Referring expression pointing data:

------------------------------------------------------------

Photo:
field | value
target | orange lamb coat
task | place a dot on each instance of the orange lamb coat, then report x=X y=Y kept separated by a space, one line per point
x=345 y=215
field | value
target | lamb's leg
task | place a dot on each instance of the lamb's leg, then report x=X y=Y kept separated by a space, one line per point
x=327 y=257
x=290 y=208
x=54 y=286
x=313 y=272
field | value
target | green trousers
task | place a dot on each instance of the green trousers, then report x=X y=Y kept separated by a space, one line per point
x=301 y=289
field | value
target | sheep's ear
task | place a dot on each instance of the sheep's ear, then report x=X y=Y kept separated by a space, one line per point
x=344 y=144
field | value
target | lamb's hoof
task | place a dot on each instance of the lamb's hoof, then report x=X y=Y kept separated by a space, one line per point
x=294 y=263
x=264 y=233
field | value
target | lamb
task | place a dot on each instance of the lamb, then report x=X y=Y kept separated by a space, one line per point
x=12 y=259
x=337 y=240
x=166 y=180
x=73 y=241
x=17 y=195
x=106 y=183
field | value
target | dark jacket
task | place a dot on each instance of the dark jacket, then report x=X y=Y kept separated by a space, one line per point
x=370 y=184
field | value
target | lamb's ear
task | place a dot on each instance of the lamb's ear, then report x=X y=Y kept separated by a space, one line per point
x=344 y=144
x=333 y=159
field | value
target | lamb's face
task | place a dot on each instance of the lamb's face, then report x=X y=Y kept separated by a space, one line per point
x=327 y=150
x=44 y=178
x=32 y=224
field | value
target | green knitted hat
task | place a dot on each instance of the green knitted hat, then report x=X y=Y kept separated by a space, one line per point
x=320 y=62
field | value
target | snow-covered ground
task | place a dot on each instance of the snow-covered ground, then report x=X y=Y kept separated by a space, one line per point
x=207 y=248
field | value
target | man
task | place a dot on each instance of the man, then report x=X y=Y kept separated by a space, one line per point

------------------------------------------------------------

__ASSIGNMENT__. Count each line above where the word "target" appears, and answer with nothing except that count.

__RESPONSE AREA__. 12